**Task details**
Starting with the line that contains "Mark the innermost point of each instance of the tower" and going on through the line that contains "x=160, y=313", both included, recast that stretch of the material as a JSON list of strings, one string per line, with blank lines left out.
* begin *
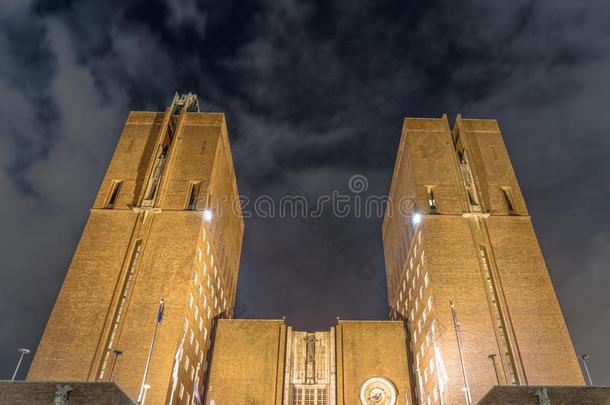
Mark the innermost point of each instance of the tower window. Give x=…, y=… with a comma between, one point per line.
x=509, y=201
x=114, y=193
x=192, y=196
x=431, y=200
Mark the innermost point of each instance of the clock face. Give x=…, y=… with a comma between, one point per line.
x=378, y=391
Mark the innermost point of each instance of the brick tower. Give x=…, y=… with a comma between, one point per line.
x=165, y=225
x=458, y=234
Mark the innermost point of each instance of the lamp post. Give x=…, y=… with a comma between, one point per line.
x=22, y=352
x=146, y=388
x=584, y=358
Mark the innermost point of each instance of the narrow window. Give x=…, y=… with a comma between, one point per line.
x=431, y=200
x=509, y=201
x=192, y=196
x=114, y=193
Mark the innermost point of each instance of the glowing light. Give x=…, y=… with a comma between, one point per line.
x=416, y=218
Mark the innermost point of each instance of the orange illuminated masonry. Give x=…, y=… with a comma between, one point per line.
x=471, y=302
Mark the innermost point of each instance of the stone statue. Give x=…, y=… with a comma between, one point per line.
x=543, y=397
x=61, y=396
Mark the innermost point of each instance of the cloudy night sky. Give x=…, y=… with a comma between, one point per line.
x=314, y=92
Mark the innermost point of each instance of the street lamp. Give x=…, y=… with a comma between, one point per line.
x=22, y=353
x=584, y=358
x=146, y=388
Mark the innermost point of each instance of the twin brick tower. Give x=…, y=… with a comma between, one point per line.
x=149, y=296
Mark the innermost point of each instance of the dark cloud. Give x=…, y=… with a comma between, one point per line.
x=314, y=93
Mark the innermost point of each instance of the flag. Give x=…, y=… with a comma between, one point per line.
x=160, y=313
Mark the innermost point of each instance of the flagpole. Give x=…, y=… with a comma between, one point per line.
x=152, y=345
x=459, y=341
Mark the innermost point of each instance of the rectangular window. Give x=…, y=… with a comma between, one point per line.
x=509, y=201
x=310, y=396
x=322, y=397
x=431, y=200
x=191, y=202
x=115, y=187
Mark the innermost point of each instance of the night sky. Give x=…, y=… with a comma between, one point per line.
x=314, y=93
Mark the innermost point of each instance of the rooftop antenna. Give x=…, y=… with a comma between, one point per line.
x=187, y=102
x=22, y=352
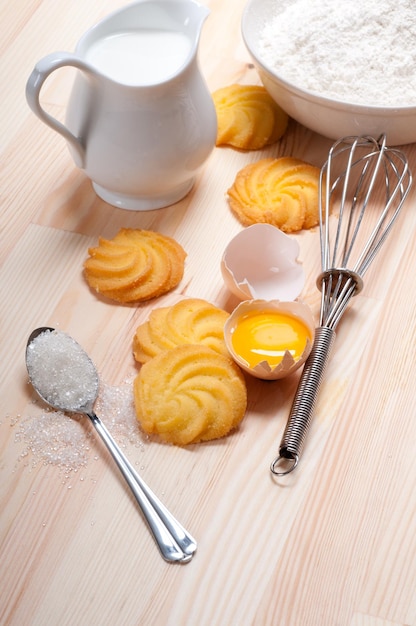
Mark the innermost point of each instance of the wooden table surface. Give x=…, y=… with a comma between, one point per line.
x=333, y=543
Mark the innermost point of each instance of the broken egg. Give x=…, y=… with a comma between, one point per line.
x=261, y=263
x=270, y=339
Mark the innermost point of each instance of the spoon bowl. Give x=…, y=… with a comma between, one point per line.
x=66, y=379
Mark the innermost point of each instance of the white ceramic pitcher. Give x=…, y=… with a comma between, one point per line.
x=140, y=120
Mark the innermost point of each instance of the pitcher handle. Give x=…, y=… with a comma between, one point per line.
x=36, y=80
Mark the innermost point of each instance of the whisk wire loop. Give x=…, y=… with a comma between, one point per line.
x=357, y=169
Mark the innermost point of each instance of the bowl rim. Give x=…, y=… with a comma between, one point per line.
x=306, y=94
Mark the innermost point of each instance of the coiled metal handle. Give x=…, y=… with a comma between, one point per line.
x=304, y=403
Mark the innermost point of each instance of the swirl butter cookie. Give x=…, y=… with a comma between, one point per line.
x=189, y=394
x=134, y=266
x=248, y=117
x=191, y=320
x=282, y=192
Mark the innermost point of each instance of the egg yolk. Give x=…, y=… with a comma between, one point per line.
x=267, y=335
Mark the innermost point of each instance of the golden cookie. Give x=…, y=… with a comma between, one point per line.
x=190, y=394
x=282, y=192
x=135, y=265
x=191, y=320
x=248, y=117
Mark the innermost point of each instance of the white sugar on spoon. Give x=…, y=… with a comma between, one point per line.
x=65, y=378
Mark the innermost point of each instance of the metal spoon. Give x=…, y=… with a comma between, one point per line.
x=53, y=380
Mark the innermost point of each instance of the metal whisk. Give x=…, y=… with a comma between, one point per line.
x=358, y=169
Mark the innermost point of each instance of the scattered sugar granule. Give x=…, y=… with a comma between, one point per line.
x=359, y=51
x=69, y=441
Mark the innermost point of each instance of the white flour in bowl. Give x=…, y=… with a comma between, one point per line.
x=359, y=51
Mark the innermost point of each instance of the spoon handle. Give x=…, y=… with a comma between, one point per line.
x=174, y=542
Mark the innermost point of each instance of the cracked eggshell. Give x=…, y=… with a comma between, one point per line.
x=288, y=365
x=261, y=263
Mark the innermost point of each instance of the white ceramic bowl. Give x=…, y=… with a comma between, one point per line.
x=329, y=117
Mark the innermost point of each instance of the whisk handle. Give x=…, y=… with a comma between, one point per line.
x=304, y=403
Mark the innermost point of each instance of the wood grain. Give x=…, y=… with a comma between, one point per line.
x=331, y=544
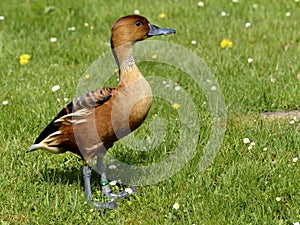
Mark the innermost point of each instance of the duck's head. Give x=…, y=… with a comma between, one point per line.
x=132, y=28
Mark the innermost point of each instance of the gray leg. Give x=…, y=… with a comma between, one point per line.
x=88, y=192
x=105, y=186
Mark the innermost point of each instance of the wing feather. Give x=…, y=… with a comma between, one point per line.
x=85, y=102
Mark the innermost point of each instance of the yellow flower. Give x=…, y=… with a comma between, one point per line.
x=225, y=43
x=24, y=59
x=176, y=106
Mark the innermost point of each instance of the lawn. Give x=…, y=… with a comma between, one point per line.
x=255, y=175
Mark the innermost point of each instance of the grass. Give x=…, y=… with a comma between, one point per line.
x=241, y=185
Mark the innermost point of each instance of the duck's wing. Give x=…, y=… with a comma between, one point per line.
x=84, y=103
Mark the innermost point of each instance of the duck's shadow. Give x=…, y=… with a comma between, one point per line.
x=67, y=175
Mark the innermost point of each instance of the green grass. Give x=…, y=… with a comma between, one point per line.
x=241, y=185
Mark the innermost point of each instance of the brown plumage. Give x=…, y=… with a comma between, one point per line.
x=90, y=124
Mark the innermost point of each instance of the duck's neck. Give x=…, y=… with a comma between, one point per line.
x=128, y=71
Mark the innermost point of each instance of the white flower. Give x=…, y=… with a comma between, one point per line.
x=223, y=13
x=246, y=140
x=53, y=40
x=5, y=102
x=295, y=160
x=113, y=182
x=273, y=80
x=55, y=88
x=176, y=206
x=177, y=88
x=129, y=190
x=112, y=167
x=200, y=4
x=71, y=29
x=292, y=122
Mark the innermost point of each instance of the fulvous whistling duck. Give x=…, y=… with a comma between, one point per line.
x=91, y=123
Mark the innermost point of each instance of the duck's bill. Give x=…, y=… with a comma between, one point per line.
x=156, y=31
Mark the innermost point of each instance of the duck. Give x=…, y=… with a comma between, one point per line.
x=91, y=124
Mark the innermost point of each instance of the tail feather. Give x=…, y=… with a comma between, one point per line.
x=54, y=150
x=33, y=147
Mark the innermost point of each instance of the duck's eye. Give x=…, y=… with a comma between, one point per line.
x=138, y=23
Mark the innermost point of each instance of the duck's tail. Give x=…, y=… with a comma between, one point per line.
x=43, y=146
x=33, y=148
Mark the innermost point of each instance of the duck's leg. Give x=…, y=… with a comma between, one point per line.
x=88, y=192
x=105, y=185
* end *
* begin *
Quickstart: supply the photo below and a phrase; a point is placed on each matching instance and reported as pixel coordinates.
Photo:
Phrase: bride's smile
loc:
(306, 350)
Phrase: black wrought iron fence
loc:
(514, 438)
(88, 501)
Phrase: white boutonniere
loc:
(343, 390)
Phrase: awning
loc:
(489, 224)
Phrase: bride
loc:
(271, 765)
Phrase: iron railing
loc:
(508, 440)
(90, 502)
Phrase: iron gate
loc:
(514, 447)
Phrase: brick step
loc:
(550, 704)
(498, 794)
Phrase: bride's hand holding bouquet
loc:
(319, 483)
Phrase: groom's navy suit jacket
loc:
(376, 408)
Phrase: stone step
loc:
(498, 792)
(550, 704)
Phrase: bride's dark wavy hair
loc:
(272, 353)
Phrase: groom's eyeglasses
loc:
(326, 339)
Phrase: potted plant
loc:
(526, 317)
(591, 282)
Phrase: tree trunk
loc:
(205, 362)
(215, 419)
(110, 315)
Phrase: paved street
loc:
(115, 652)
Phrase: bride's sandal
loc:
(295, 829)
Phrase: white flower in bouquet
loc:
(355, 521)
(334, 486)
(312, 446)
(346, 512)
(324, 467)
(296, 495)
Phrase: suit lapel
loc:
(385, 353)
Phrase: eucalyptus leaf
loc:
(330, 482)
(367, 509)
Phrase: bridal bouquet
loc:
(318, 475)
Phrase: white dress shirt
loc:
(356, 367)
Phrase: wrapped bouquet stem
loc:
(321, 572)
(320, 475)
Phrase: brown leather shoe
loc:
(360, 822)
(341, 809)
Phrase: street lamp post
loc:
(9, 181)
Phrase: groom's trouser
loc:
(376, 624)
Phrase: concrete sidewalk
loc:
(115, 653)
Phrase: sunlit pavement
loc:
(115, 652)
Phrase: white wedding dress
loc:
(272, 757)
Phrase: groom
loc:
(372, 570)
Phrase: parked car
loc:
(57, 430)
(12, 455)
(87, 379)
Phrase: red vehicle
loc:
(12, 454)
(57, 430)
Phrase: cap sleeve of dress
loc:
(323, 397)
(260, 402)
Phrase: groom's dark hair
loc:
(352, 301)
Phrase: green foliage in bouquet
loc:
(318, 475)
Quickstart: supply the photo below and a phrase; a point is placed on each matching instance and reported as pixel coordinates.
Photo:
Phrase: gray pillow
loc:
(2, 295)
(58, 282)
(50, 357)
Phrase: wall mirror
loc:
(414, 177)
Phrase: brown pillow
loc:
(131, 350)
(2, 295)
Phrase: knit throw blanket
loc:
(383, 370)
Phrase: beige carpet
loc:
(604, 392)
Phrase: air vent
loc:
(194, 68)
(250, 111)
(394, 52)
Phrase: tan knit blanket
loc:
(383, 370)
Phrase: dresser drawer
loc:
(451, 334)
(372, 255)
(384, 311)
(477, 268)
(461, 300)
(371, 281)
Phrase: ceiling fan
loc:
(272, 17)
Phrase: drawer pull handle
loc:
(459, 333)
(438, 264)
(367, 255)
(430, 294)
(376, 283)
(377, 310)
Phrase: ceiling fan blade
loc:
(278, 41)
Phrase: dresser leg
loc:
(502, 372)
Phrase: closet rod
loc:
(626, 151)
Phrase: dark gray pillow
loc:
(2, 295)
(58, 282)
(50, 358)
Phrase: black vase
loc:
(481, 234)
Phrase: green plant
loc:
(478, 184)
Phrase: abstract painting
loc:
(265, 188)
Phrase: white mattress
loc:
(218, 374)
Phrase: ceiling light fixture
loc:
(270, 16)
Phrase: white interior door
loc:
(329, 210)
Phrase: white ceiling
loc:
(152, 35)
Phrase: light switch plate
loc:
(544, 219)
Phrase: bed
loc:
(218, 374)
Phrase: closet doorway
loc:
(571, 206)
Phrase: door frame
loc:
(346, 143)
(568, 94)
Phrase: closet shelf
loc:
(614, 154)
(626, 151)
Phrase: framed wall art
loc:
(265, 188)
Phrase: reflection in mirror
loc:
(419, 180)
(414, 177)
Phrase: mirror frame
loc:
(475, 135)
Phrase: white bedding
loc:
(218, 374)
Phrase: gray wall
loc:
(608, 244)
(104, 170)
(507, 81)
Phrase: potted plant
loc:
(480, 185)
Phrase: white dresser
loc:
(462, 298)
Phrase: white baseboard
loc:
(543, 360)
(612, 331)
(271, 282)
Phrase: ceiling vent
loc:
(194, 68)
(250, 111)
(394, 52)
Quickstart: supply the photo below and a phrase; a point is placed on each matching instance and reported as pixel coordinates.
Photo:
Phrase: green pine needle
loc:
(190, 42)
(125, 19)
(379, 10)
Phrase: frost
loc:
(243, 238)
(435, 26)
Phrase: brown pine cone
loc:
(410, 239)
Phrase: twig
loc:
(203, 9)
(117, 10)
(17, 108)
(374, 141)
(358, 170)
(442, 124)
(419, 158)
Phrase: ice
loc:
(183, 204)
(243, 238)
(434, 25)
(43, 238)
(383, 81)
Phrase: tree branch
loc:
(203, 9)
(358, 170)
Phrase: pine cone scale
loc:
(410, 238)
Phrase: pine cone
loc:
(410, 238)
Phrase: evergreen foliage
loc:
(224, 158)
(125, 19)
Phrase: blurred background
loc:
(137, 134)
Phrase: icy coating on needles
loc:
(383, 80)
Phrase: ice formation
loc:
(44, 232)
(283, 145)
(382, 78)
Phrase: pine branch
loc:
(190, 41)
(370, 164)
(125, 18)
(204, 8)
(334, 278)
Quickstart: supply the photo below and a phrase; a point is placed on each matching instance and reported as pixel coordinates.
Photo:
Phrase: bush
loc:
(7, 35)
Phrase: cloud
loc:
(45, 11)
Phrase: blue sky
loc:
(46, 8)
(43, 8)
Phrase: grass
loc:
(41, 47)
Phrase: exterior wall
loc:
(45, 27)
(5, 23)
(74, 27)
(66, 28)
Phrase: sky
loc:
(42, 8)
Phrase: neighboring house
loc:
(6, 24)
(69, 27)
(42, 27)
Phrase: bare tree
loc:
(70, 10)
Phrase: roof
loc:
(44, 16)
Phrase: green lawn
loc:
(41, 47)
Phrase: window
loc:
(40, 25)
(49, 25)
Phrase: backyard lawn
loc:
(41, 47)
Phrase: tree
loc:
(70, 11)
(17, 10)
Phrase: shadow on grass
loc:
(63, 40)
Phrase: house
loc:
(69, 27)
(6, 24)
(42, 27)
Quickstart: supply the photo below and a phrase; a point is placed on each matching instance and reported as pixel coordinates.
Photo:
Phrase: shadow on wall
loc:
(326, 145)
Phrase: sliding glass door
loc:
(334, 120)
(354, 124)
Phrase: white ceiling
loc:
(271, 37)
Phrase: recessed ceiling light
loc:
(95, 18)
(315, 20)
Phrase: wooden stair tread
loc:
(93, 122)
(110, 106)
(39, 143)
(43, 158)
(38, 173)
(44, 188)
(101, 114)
* end *
* begin *
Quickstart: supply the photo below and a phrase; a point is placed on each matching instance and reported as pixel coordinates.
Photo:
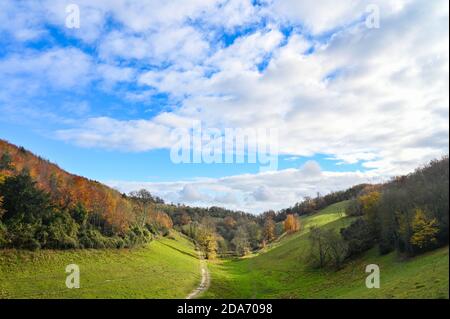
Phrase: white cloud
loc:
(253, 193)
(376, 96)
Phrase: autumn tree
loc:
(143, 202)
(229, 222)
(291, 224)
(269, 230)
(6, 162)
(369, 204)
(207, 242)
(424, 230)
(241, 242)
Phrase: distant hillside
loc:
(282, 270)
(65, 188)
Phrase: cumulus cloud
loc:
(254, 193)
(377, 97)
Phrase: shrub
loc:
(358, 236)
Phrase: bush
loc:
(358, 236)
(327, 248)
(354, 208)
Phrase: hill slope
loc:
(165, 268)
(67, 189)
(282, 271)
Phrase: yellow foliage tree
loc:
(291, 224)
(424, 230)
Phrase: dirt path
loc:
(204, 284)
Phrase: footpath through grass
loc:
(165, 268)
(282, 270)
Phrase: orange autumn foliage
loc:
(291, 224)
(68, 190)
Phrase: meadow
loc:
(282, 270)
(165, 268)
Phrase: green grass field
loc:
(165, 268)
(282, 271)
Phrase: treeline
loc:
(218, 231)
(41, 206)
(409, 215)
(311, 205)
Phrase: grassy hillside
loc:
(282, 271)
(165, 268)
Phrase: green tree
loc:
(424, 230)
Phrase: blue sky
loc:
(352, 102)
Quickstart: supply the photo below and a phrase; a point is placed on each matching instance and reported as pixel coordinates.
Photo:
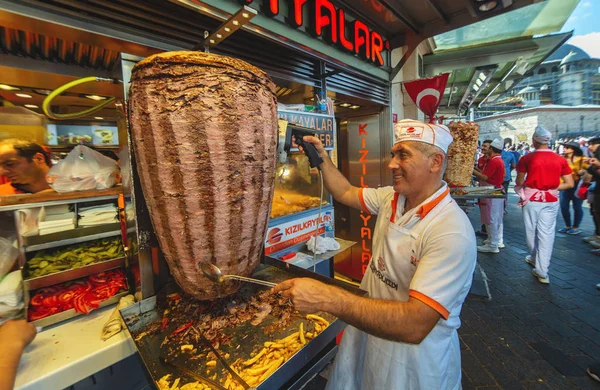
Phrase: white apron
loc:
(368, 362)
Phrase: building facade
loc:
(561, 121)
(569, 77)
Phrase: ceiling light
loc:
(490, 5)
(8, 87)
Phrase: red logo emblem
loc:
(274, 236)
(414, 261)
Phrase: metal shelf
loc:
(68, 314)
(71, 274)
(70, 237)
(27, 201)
* end *
**Result for this task**
[
  "Mark the innermost point of each instance of the tower window. Give x=…, y=… with a comma between, one point per line.",
  "x=509, y=201",
  "x=114, y=193",
  "x=192, y=196",
  "x=431, y=200",
  "Mark the innermost point of each instance of the clock face. Give x=…, y=… with a comma between, one point per line.",
  "x=378, y=391",
  "Mark the innermost point of each instance of the brick tower. Give x=…, y=… with a comma between, one point per line.",
  "x=165, y=225",
  "x=458, y=234",
  "Mark the innermost point of each instance of the lamp post. Give x=…, y=… with a comma between, one point per line.",
  "x=22, y=352",
  "x=146, y=388",
  "x=584, y=358",
  "Mark the innermost point of each instance of the narrow window. Give x=…, y=… with a comma between, one point per line.",
  "x=431, y=200",
  "x=509, y=201",
  "x=192, y=196",
  "x=114, y=193",
  "Mark the innermost point of each instance of the glowing light. Give x=…, y=… with a comma between, one point per line.",
  "x=416, y=218",
  "Mark the innermost point of each instance of the orange illuminated masonry. Give x=…, y=… with a comma between, one point per line.",
  "x=471, y=302",
  "Mark the innermost point of each instance of the stone statue. Give x=…, y=… with a comma between, one point per line.",
  "x=543, y=397",
  "x=61, y=396",
  "Mark the innermost point of each instance of the cloudy night sky. Give x=…, y=… with a comma between, one point per line.",
  "x=314, y=92",
  "Mark the innermost point of each instance of the street lamp. Give x=…, y=… with a comma between, one point per line.",
  "x=22, y=353",
  "x=584, y=358",
  "x=146, y=388",
  "Mark the innermost point of each instance of the twin brick tower. Give x=…, y=… with a comma between, one point per line.",
  "x=149, y=296",
  "Mark the innermost point of each instance of the dark cloud. Give x=…, y=… with a comma between, one point per line.",
  "x=314, y=93",
  "Mark the innermost point of each instance of the flag. Give x=…, y=… with a comma between, one point per line.",
  "x=160, y=313"
]